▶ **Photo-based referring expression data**
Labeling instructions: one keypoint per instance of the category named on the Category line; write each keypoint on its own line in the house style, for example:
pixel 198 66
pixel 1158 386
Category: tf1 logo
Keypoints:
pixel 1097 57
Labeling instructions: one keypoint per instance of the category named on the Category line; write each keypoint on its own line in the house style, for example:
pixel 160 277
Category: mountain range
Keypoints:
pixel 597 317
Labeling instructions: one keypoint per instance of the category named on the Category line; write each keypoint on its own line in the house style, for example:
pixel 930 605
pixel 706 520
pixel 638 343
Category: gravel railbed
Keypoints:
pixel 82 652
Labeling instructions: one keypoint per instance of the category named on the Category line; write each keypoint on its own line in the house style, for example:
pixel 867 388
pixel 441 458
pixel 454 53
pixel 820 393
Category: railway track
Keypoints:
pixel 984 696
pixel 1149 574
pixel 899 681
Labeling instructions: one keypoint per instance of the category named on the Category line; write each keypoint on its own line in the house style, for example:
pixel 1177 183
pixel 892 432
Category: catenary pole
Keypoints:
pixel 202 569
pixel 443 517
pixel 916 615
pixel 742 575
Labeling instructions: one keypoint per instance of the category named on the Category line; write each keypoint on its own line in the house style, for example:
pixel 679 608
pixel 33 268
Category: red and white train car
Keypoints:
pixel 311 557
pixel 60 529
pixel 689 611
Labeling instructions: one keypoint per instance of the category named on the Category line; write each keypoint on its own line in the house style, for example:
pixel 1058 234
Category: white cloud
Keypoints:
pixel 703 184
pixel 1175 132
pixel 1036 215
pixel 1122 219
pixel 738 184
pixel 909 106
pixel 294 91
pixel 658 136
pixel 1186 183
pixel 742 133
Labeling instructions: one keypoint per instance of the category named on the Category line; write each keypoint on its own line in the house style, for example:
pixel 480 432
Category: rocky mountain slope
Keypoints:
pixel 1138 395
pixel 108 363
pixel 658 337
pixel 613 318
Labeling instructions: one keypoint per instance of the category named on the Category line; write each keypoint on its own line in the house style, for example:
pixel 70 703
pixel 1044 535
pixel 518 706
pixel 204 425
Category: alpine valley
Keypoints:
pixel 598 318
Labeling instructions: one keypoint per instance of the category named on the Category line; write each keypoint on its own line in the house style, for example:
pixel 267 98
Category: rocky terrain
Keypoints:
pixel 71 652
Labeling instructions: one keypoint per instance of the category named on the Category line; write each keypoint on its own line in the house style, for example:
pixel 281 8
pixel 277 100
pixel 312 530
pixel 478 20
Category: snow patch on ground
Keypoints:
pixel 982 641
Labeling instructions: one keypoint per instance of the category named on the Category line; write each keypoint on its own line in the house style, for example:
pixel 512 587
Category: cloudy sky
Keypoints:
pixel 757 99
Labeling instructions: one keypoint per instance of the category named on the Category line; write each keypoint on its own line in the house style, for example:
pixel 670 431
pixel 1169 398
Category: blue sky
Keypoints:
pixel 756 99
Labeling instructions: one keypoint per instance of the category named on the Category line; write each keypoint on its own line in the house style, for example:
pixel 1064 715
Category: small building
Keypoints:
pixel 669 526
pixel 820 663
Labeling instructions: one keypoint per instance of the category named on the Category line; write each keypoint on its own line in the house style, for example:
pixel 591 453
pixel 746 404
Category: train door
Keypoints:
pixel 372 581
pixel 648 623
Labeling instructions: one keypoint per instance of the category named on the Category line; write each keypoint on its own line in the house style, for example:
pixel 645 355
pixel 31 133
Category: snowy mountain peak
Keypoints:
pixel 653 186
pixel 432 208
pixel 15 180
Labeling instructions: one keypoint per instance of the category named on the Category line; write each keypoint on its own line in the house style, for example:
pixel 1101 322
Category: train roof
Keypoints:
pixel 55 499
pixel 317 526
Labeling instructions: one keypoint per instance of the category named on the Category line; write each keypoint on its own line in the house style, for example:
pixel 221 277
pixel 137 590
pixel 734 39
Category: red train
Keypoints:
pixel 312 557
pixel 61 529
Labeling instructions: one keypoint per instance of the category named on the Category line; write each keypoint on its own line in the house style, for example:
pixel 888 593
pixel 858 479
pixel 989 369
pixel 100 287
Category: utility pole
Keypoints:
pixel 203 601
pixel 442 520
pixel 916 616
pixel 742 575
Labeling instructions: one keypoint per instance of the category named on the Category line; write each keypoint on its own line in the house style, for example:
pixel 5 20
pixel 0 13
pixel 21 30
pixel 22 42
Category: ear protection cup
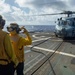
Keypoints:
pixel 2 21
pixel 15 26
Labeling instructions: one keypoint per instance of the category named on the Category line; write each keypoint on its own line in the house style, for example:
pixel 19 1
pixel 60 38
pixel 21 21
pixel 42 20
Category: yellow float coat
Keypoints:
pixel 18 43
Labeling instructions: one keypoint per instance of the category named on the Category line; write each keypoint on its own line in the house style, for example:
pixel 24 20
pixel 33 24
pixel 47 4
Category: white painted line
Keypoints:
pixel 41 39
pixel 62 53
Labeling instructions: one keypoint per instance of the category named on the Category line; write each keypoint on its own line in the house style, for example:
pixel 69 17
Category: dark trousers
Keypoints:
pixel 20 68
pixel 7 69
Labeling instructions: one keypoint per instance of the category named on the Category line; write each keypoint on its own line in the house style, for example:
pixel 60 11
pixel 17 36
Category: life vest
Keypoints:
pixel 4 58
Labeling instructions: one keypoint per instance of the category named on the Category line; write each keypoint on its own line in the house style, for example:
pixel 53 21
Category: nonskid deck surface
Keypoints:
pixel 49 55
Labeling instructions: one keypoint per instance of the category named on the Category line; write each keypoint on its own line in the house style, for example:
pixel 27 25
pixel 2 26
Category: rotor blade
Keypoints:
pixel 46 14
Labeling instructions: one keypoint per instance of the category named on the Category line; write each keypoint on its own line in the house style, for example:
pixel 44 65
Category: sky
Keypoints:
pixel 22 11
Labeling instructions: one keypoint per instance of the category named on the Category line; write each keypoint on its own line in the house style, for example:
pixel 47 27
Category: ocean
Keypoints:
pixel 37 28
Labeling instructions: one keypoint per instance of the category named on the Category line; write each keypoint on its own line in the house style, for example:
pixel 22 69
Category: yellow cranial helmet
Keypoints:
pixel 13 26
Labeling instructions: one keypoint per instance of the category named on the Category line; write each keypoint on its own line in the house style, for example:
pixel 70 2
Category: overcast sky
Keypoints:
pixel 18 10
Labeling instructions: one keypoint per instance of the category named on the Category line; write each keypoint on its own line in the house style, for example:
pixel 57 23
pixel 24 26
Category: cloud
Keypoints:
pixel 18 10
pixel 4 8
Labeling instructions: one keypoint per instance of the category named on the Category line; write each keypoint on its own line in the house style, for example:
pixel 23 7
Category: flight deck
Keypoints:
pixel 49 55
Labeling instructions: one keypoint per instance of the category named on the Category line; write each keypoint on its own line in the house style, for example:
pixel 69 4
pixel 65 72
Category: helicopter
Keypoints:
pixel 65 26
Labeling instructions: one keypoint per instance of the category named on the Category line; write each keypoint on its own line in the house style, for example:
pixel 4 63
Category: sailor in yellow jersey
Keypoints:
pixel 7 54
pixel 18 43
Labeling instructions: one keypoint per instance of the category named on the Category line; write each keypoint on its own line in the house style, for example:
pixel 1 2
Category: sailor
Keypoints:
pixel 18 43
pixel 7 55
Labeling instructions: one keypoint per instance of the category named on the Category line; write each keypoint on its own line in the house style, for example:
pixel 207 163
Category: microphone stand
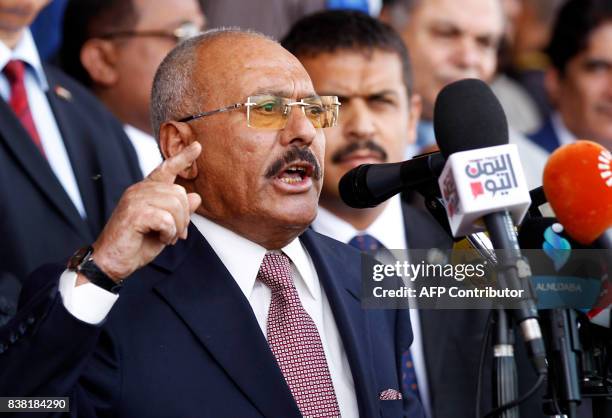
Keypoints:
pixel 564 350
pixel 505 381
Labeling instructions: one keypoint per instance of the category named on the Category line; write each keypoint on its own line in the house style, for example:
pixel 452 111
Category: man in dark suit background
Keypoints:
pixel 250 313
pixel 365 63
pixel 64 160
pixel 579 82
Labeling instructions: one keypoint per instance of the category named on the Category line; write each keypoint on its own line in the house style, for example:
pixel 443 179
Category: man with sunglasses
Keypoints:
pixel 245 311
pixel 64 159
pixel 114 47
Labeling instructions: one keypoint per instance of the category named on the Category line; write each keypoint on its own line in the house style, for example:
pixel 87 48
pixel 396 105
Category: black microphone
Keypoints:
pixel 369 185
pixel 468 116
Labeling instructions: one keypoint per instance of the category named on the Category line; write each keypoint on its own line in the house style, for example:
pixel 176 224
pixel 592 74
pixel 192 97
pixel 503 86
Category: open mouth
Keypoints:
pixel 296 173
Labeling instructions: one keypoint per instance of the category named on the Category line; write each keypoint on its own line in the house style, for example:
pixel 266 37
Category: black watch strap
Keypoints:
pixel 82 262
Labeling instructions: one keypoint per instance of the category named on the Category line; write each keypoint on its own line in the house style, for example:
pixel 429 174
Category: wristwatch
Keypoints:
pixel 82 262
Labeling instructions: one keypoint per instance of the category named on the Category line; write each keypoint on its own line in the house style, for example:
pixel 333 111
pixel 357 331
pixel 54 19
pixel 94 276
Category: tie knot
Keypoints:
pixel 366 243
pixel 275 272
pixel 14 71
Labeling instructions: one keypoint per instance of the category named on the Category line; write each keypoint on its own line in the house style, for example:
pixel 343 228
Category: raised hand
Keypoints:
pixel 150 215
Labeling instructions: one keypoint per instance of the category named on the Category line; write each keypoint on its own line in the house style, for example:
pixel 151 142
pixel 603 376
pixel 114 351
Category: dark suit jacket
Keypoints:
pixel 452 339
pixel 38 221
pixel 546 137
pixel 182 341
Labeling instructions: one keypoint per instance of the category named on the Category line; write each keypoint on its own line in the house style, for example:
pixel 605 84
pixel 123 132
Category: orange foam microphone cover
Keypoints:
pixel 578 186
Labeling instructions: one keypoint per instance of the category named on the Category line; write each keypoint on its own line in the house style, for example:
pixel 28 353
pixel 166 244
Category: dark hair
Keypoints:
pixel 84 19
pixel 576 21
pixel 334 30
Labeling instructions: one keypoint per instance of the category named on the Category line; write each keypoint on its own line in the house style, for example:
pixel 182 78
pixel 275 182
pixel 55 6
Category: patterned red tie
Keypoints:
pixel 295 342
pixel 14 72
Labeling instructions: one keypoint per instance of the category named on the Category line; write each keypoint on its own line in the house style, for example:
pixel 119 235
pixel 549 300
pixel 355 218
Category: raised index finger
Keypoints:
pixel 167 171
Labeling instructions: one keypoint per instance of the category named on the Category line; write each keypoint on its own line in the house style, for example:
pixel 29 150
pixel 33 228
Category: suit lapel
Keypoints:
pixel 343 296
pixel 205 296
pixel 38 169
pixel 81 152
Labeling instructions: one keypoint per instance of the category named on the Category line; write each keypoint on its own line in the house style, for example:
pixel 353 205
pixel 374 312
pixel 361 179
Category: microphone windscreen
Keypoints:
pixel 578 186
pixel 467 115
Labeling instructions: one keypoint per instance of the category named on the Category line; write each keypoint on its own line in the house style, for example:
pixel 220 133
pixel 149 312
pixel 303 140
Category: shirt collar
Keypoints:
pixel 243 258
pixel 564 134
pixel 27 52
pixel 388 227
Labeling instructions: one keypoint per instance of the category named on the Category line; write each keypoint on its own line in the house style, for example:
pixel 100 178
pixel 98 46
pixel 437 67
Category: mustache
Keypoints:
pixel 293 155
pixel 356 146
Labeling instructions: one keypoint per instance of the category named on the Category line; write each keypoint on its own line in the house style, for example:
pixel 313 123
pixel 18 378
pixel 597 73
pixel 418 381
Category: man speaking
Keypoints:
pixel 242 313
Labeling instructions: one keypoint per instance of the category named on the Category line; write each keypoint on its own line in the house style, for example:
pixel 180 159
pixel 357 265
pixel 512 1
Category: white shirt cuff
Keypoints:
pixel 86 302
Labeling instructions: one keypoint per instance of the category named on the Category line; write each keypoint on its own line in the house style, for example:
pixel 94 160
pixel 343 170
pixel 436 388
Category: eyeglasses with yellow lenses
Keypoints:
pixel 272 112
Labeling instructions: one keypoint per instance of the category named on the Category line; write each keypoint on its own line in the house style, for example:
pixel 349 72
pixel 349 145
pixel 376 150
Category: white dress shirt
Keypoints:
pixel 242 258
pixel 147 149
pixel 36 86
pixel 389 229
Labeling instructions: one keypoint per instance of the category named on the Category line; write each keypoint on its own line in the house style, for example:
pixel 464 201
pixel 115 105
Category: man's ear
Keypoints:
pixel 552 84
pixel 173 138
pixel 99 57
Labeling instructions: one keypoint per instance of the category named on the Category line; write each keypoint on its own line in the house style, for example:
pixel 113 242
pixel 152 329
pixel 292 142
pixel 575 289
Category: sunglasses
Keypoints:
pixel 272 112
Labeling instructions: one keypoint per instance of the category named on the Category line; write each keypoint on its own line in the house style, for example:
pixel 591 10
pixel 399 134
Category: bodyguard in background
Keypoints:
pixel 64 159
pixel 579 82
pixel 113 47
pixel 365 63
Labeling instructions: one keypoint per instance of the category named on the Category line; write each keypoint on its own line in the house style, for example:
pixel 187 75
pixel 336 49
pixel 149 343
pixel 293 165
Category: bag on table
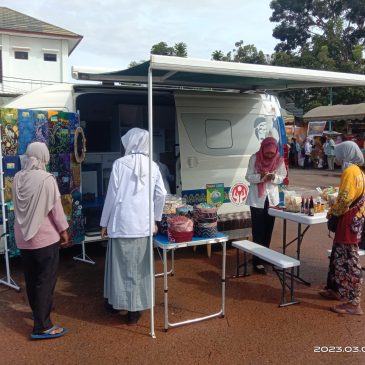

▶ **WORK INSTRUCTIONS**
From the first line of the data through the line with "Category: railway track", quote each line exactly and add nothing else.

▶ **EXPECTED ANSWER**
Labeling instructions: one keypoint per instance of the category named on the Category line; write each keypoint on its own line in the house style, for example:
pixel 198 66
pixel 1158 386
Category: tf1 logo
Keypoints:
pixel 1097 57
Labeling instructions: one keypoint per instance of the category named on the Category line; write each keypoint on its own line in the house style, for example:
pixel 160 277
Category: mountain range
Keypoints:
pixel 597 317
Labeling instructions: one keypoint per instance of the category named on the Category line; write each keypoint on its own line in the house style, for example:
pixel 930 605
pixel 706 520
pixel 638 343
Category: gravel railbed
Keypoints:
pixel 82 652
Labeling instructions: one keypoint per instance of the category named on the Category line; write each keypoint on its own line in the house style, for example:
pixel 867 388
pixel 441 458
pixel 454 53
pixel 820 393
Category: railway track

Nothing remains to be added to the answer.